Goal of the exercise >>
How many of the lines below have "jeans" in them? Say the number and nothing more.

Excerpted records >>
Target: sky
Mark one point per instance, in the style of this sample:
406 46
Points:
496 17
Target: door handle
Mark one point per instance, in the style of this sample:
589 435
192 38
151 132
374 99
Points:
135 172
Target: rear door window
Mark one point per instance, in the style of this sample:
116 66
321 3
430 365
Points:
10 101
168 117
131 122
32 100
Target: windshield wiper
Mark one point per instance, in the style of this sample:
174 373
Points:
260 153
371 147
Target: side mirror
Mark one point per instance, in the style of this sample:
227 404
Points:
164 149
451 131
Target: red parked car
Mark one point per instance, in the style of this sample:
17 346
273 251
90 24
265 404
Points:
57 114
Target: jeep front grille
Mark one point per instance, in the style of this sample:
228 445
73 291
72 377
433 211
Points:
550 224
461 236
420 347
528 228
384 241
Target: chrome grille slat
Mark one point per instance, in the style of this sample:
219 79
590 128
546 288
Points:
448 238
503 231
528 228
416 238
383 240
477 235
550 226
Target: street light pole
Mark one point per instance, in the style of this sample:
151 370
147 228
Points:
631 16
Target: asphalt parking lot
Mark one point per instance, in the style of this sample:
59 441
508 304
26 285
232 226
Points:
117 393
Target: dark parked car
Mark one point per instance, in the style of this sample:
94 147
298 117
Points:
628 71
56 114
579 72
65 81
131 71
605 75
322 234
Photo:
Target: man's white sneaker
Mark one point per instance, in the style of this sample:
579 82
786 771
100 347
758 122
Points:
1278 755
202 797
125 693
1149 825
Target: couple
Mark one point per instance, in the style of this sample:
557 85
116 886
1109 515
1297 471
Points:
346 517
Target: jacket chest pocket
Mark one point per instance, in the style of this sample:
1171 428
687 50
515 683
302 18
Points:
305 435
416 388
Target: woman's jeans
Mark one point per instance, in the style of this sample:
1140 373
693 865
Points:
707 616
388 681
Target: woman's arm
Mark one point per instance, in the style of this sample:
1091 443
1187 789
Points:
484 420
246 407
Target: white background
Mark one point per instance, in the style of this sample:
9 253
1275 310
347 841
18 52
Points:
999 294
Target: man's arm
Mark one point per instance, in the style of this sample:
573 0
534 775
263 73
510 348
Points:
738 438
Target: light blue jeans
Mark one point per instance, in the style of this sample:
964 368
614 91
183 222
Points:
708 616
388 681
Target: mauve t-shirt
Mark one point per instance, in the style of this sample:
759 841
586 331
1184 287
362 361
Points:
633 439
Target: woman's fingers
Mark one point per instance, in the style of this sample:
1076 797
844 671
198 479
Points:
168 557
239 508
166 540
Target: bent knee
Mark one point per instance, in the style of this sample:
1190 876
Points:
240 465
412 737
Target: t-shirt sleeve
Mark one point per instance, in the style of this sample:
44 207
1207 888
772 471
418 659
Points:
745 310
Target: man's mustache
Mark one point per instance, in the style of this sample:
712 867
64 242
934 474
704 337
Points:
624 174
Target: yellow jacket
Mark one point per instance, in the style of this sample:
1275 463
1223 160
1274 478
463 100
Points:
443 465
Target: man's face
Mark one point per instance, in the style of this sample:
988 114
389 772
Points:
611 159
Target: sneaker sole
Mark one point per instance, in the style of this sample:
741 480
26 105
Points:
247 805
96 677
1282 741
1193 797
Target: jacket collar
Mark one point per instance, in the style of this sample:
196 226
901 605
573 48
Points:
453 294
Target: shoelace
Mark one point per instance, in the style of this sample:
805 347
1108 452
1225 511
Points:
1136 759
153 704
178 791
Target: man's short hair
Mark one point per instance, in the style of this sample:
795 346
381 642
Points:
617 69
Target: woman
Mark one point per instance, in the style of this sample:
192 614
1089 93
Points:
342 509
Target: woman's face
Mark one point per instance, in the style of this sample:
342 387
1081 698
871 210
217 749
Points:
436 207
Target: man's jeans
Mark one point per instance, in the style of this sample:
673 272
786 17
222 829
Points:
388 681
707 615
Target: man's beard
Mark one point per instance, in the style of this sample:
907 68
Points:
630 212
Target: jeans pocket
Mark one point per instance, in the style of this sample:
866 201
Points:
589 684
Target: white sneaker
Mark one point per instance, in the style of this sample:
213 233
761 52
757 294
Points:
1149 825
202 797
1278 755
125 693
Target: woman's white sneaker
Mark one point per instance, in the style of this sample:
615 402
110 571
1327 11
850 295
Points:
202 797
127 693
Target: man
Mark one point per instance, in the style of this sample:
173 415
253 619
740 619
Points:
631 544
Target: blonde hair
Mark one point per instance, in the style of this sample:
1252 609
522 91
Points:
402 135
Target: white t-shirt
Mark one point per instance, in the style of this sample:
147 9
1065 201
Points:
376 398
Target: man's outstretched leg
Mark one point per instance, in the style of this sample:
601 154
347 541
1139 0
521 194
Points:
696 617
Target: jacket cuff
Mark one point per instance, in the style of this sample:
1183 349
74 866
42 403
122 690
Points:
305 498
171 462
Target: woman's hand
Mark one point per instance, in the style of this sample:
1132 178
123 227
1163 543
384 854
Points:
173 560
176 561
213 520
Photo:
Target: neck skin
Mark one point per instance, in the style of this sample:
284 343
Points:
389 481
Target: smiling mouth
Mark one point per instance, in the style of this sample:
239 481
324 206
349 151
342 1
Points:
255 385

Written answer >>
4